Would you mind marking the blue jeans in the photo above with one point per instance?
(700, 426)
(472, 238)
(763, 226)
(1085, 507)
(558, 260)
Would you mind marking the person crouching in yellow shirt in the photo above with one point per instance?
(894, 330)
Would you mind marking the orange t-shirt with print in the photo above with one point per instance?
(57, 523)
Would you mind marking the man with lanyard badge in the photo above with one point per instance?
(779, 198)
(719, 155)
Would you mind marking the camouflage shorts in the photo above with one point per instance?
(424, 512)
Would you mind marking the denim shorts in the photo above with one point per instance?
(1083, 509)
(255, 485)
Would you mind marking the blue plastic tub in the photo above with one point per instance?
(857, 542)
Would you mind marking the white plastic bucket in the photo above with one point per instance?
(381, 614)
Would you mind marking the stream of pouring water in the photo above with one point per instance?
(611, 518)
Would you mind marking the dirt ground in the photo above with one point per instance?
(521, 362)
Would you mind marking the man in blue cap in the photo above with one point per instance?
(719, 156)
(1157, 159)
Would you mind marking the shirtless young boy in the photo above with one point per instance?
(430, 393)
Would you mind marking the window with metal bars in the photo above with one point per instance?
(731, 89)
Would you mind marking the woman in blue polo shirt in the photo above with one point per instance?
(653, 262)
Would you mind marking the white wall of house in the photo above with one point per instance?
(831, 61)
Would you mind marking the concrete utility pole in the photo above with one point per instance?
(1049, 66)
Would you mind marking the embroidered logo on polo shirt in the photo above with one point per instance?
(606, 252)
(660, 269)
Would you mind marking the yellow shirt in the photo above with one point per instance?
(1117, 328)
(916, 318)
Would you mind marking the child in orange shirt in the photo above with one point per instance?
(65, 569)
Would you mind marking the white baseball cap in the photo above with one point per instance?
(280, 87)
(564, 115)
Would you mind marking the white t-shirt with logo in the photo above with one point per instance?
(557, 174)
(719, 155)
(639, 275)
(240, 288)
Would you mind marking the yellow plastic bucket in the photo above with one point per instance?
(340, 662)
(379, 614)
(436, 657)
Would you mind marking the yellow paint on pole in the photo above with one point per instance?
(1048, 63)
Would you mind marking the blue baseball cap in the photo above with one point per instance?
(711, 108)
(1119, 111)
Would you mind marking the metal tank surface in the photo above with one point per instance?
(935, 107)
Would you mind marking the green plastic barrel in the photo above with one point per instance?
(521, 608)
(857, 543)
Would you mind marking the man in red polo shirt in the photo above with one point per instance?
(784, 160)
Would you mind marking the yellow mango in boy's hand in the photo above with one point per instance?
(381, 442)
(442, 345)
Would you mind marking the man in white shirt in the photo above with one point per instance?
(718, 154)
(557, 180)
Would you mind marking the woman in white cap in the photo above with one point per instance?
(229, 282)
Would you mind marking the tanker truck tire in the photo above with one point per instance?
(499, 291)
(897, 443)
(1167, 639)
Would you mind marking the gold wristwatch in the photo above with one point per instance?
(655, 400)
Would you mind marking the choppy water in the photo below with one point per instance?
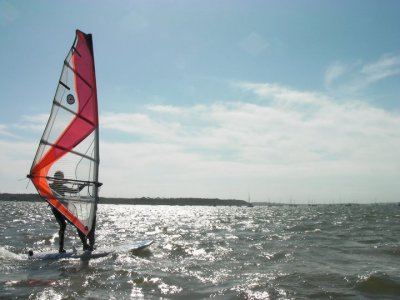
(276, 252)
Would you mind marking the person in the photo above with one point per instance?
(59, 186)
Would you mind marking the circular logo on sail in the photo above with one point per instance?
(70, 99)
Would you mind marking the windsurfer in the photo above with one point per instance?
(59, 186)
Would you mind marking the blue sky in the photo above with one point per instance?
(279, 100)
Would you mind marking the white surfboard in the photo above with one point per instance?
(74, 253)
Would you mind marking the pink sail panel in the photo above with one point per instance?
(70, 141)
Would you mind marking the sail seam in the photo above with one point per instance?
(64, 85)
(74, 113)
(77, 74)
(68, 150)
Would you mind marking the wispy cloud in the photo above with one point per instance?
(265, 147)
(356, 76)
(285, 143)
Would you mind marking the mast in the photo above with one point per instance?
(70, 141)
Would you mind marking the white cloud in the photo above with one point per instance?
(338, 151)
(350, 78)
(289, 143)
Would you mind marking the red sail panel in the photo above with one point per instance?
(76, 97)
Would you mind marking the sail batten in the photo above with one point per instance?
(65, 168)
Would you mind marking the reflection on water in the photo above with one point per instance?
(201, 252)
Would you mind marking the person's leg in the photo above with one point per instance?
(83, 240)
(91, 236)
(61, 222)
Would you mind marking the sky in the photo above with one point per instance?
(281, 101)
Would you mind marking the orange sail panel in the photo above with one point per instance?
(65, 168)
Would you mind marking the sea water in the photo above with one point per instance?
(270, 252)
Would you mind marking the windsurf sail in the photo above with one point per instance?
(65, 169)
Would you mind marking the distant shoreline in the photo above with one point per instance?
(139, 201)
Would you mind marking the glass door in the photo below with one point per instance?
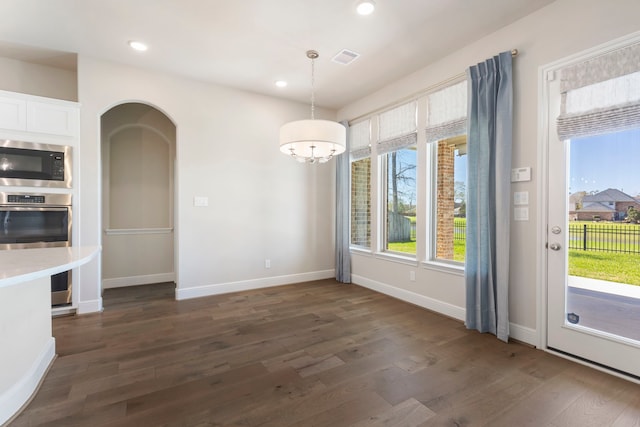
(593, 246)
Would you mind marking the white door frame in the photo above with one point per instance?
(547, 73)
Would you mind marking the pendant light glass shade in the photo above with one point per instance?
(313, 141)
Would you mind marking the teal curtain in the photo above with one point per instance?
(343, 256)
(489, 140)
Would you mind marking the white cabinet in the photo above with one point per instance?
(38, 115)
(51, 118)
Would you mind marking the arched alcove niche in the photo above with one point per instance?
(138, 157)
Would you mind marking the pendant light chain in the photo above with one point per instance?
(313, 55)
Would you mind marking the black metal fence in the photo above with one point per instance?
(605, 237)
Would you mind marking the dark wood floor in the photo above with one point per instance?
(313, 354)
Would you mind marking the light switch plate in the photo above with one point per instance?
(521, 214)
(521, 198)
(521, 174)
(200, 201)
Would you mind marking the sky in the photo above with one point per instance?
(606, 161)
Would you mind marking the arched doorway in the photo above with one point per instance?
(138, 156)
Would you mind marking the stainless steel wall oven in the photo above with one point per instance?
(29, 220)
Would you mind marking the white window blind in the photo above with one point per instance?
(360, 140)
(397, 128)
(601, 95)
(447, 112)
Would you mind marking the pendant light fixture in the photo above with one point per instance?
(312, 141)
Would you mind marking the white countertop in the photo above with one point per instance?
(21, 265)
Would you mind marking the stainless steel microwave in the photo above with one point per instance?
(29, 164)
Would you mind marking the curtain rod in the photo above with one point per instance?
(514, 53)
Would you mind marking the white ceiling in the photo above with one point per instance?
(248, 44)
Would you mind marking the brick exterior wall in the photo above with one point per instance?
(361, 202)
(445, 201)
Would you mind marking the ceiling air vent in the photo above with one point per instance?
(345, 57)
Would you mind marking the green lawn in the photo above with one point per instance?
(609, 266)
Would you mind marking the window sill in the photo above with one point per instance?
(444, 267)
(394, 257)
(359, 250)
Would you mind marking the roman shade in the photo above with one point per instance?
(601, 95)
(447, 112)
(397, 128)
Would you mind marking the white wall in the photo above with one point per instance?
(262, 205)
(561, 29)
(40, 80)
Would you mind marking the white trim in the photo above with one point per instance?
(523, 334)
(546, 74)
(136, 231)
(245, 285)
(18, 396)
(120, 282)
(411, 297)
(517, 332)
(593, 366)
(444, 267)
(90, 306)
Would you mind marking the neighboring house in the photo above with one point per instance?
(608, 205)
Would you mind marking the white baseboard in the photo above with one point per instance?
(523, 334)
(20, 393)
(146, 279)
(411, 297)
(517, 332)
(245, 285)
(91, 306)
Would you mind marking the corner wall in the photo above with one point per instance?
(561, 29)
(261, 204)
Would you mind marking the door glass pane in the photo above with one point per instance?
(603, 291)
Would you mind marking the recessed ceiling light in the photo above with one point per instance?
(139, 46)
(365, 7)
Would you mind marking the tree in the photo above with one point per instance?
(401, 182)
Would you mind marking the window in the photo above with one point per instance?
(449, 234)
(397, 139)
(400, 200)
(446, 136)
(360, 155)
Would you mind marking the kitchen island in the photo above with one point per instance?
(28, 347)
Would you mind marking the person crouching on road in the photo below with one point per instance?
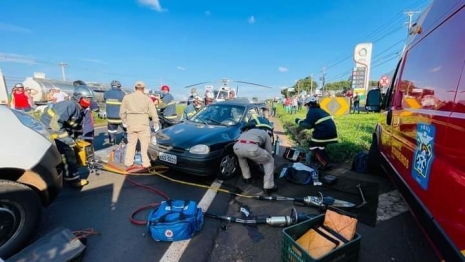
(192, 109)
(255, 144)
(62, 121)
(324, 130)
(135, 111)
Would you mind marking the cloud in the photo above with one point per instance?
(92, 60)
(14, 58)
(14, 28)
(252, 20)
(153, 4)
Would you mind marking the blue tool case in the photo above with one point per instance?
(175, 220)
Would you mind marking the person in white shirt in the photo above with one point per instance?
(60, 95)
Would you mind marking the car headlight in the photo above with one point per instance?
(34, 124)
(199, 149)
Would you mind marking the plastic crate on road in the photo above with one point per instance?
(292, 252)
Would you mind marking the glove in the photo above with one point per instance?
(68, 140)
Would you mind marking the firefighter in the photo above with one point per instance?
(62, 120)
(135, 111)
(193, 108)
(324, 130)
(113, 99)
(168, 105)
(191, 98)
(255, 144)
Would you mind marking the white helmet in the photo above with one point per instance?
(309, 100)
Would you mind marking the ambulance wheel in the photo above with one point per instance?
(228, 166)
(374, 159)
(20, 213)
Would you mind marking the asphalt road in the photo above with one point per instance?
(107, 203)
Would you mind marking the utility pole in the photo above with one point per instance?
(410, 19)
(311, 84)
(322, 78)
(63, 65)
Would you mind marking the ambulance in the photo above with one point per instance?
(420, 137)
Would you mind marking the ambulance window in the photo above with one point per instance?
(433, 67)
(391, 94)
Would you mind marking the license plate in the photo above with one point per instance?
(168, 158)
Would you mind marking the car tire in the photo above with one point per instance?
(374, 159)
(228, 167)
(20, 213)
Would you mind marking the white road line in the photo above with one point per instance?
(177, 248)
(390, 204)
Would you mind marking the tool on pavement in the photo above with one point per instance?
(278, 221)
(318, 201)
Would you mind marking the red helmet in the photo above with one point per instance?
(165, 88)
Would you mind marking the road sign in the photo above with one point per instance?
(336, 106)
(384, 81)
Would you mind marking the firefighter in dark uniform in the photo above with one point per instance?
(193, 108)
(62, 120)
(113, 99)
(167, 107)
(324, 130)
(255, 144)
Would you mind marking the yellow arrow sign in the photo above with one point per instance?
(345, 107)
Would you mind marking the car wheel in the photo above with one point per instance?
(228, 166)
(20, 211)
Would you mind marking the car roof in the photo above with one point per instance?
(235, 101)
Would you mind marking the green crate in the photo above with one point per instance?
(292, 252)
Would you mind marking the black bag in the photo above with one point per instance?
(360, 163)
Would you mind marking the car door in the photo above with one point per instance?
(426, 90)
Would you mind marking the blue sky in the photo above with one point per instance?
(182, 42)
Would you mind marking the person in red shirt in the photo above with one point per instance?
(21, 98)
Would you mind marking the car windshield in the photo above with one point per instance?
(220, 115)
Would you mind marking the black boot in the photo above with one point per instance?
(269, 191)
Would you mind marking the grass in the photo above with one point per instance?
(354, 131)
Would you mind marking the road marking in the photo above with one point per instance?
(177, 248)
(390, 204)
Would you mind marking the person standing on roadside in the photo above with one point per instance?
(113, 99)
(20, 98)
(135, 111)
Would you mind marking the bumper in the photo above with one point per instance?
(199, 165)
(50, 173)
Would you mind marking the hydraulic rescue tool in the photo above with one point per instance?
(318, 201)
(277, 221)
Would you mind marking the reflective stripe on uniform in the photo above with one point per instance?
(51, 112)
(323, 119)
(60, 135)
(114, 121)
(324, 140)
(113, 103)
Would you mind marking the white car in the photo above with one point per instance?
(30, 177)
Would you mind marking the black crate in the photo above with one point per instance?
(292, 252)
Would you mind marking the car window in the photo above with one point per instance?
(220, 115)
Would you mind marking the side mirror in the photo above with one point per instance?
(373, 101)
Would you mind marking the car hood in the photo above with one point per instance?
(188, 134)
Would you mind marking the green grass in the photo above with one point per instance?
(354, 131)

------------------------------------------------------------------------

Problem to work on => Output, and output only, the lines from the one containing "Would you mind marking the hydraulic" through the last line of the data above.

Response to this task =>
Would you mind marking the hydraulic rescue tool in the photo above with one point per instance?
(318, 201)
(277, 221)
Would you mind marking the reflective stripe on uniform in the photo above with one point per instance?
(51, 112)
(323, 119)
(60, 135)
(114, 121)
(324, 140)
(113, 103)
Would you mind marking the white car in the photo above with one point per instance?
(30, 177)
Would you mind marking the black crate in the photo above with one point per instance?
(292, 252)
Would you mind marking the car window in the photo above with one point per instance?
(220, 115)
Would you mind marking the side mirror in the photo above with one point per instance?
(373, 101)
Would you mind marking the car hood in the photo above with one point per instance?
(188, 134)
Would you mind marking the green grass in the photo above with one point per instance?
(354, 131)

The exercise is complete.